╔══

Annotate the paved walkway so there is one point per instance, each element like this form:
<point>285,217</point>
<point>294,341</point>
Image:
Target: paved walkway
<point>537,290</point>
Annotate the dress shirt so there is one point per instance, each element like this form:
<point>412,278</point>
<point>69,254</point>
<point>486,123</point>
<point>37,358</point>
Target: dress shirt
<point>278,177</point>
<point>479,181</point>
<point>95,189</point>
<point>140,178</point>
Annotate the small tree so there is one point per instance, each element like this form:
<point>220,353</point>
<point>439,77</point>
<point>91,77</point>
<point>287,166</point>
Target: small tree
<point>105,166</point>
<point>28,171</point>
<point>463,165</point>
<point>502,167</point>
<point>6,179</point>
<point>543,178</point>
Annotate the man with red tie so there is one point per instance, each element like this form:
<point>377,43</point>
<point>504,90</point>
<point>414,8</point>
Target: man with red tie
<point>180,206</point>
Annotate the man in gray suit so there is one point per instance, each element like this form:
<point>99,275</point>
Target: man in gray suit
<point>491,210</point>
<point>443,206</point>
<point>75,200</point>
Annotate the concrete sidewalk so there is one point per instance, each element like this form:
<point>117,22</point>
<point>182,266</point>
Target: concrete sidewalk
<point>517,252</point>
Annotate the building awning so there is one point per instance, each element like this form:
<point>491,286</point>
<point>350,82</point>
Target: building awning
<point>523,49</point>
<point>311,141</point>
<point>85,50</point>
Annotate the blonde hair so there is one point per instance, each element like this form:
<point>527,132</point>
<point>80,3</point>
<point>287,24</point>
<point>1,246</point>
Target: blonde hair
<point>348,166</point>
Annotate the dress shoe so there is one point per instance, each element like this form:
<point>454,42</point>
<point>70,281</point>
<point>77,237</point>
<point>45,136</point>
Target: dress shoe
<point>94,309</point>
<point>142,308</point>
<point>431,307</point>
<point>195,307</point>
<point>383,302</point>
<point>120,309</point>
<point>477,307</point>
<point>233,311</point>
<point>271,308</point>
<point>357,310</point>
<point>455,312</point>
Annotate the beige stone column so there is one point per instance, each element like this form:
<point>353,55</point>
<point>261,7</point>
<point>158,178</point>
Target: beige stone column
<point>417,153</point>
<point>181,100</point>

╚══

§ What you need to do
Copy out the rows again, starting at the line that contains "Annotate the concrete" and stopping after the line that contains "<point>455,312</point>", with the requests included. Shift every coordinate in the answer points by -106, and leave the points in the requests and their format samples unchanged.

§ Answer in full
Annotate the concrete sidewalk so there is one point per instance, each element like this form:
<point>117,22</point>
<point>182,266</point>
Target: concrete sidewalk
<point>411,146</point>
Annotate the building awning so there is one point per instance, each element like this form:
<point>491,286</point>
<point>350,82</point>
Target: building awning
<point>417,-57</point>
<point>205,35</point>
<point>-21,-56</point>
Annotate the blonde hair so there is one point per instance, each element like this form:
<point>527,132</point>
<point>80,3</point>
<point>287,24</point>
<point>1,246</point>
Target: blonde hair
<point>242,60</point>
Annotate the dress shoe so there is one point per instance, each element like this form:
<point>454,42</point>
<point>70,281</point>
<point>77,237</point>
<point>45,136</point>
Target: dress shoe
<point>-12,203</point>
<point>36,202</point>
<point>325,201</point>
<point>89,201</point>
<point>277,196</point>
<point>14,203</point>
<point>371,201</point>
<point>127,205</point>
<point>165,202</point>
<point>251,204</point>
<point>349,206</point>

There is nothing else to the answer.